* **WRITTEN EXERCISE**
Return every line of the listing below verbatim, from the first line through the last, without changing anything.

::::::::

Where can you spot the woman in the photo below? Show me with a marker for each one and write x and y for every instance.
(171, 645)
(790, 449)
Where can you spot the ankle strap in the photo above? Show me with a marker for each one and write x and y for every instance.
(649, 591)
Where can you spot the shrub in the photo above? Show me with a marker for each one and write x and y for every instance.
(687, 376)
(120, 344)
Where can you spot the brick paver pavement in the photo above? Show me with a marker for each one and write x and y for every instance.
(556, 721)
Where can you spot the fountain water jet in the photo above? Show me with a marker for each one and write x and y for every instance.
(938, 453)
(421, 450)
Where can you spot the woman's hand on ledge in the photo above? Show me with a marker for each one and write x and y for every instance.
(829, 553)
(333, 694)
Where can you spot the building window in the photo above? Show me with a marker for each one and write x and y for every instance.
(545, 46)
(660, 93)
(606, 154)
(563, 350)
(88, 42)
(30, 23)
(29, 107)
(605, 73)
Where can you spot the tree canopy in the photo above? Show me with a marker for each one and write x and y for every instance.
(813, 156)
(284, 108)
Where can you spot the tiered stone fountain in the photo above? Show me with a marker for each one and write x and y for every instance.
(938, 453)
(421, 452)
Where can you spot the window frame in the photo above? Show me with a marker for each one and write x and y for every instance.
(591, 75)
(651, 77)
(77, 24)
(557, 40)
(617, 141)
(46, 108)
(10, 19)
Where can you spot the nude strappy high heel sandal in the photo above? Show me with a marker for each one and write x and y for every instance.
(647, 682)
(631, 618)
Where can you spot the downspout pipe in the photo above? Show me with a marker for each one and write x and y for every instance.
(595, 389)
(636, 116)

::::::::

* **ANSWER TO THE PROBLEM**
Where can you spot the woman in the photo below? Show me with a marker for each one and write x and y for every instance.
(171, 645)
(790, 449)
Where can you spot the ankle strap in the photo above? Show me with a marker for each one and write x and y for every instance.
(649, 591)
Where can you spot the shrub in the photo above? Show me with a marker for each one and write x and y for every instance.
(687, 376)
(120, 344)
Where can you spot the brick paver pavement in the photo above? Show me with a marker for each one and write x and y for every instance.
(556, 721)
Where can you spot the fountain water jet in the photo above? Show me with a marker for each one and write x and y for every instance.
(938, 453)
(421, 450)
Where can you spot the woman's hand on ledge in the photo above? Show me with a marker for each one and write x and y for every instance.
(829, 553)
(333, 694)
Where can you spot the building window in the photo above? Show me with a marker for each one and write x and y for every instance.
(545, 46)
(660, 93)
(606, 154)
(563, 350)
(88, 42)
(30, 23)
(29, 107)
(605, 73)
Where can you spot the tree canopy in the photo above? Show me with a marker for each one and write x and y for every instance.
(813, 156)
(284, 108)
Where can you spot the tiered stone fountain in the photo above? Show me with a marker for each one and write x and y for every instance.
(938, 453)
(421, 452)
Where can you spot the window frame in the photo above? Show me with a marker for each one and write x and y for every instance.
(591, 75)
(651, 77)
(77, 24)
(557, 40)
(617, 141)
(46, 108)
(10, 19)
Where can you spot the nude strappy high heel sandal in the photo above? Show me with a marker for each one and write x and y for every instance.
(647, 682)
(631, 618)
Where can you spot the downspout pipe in the photo above? Show me with a marker for each one and write x and y for every instance.
(595, 389)
(636, 116)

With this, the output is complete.